PROMPT 1: List each command typed after an "R>" prompt in the thread on the R package mice, leaving out the trailing comments.
PROMPT 2: From the thread on the R package mice, return everything from "Thank you for" down to "datasets (row-stacked matrix)", copied word for word.

** begin PASSAGE SHOWN **

4
votes

I have a question regarding the aggregation of imputed data as created by the R-package 'mice'.

As far as I understand it, the 'complete'-command of 'mice' is applied to extract the imputed values of, e.g., the first imputation. However, when running a total of ten imputations, I am not sure, which imputed values to extract. Does anyone know how to extract the (aggregate) imputed data across all imputations?

Since I would like to enter the data into MS Excel and perform further calculations in another software tool, such a command would be very helpful.

Thank you for your comments. A simple example (from 'mice' itself) can be found below:

R> library("mice")
R> nhanes
R> imp <- mice(nhanes, seed = 23109) #create imputation
R> complete(imp) #extraction of the five imputed datasets (row-stacked matrix)

How can I aggregate the five imputed data sets and extract the imputed values to Excel?

3
I think it stands for National Health and Nutrition Examination SurveyMetrics

3 Answers

3
votes

I had similar issue. I used the code below which is good enough to numeric vars. For others I thought about randomly choose one of the imputed results (because averaging can disrupt it).

** end PASSAGE SHOWN **
** begin STORED RECORDS **

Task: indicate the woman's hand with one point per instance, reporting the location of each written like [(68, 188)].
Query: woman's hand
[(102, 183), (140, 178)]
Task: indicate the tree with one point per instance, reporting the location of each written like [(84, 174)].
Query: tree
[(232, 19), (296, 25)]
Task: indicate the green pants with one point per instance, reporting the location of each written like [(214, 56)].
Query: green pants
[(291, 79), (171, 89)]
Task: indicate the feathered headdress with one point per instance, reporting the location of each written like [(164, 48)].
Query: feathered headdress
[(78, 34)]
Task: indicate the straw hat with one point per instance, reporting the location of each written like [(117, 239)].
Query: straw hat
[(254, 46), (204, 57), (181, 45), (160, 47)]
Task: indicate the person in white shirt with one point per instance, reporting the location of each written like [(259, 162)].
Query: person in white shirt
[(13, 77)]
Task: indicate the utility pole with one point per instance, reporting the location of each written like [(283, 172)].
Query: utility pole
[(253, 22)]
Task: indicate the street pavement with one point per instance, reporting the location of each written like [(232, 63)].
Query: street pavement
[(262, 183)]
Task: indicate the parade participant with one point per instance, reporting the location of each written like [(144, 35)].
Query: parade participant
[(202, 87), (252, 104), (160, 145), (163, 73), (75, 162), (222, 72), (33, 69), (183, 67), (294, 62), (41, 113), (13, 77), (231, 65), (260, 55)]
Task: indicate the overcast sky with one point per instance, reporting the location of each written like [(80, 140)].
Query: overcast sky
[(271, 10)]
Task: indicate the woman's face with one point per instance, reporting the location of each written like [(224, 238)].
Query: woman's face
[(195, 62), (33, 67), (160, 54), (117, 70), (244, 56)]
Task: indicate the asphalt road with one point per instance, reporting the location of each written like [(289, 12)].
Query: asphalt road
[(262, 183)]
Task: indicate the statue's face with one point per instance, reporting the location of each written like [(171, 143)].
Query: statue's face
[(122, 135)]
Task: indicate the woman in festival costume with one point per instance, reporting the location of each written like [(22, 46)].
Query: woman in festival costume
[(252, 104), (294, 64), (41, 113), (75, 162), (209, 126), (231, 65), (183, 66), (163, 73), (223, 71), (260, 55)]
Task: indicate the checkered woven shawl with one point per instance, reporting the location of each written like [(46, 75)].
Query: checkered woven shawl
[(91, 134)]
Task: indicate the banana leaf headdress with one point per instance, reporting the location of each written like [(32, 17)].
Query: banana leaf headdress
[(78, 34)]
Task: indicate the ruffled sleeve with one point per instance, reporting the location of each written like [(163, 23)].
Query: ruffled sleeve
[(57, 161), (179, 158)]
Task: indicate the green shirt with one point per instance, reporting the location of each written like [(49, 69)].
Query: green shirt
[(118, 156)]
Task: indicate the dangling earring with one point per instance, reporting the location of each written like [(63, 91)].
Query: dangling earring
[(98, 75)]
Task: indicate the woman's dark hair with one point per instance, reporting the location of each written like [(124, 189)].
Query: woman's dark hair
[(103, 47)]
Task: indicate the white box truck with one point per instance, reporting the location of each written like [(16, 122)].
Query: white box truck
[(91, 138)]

** end STORED RECORDS **

REPLY 1:
- library("mice")
- nhanes
- imp <- mice(nhanes, seed = 23109)
- complete(imp)

REPLY 2:
Thank you for your comments. A simple example (from 'mice' itself) can be found below:

R> library("mice")
R> nhanes
R> imp <- mice(nhanes, seed = 23109) #create imputation
R> complete(imp) #extraction of the five imputed datasets (row-stacked matrix)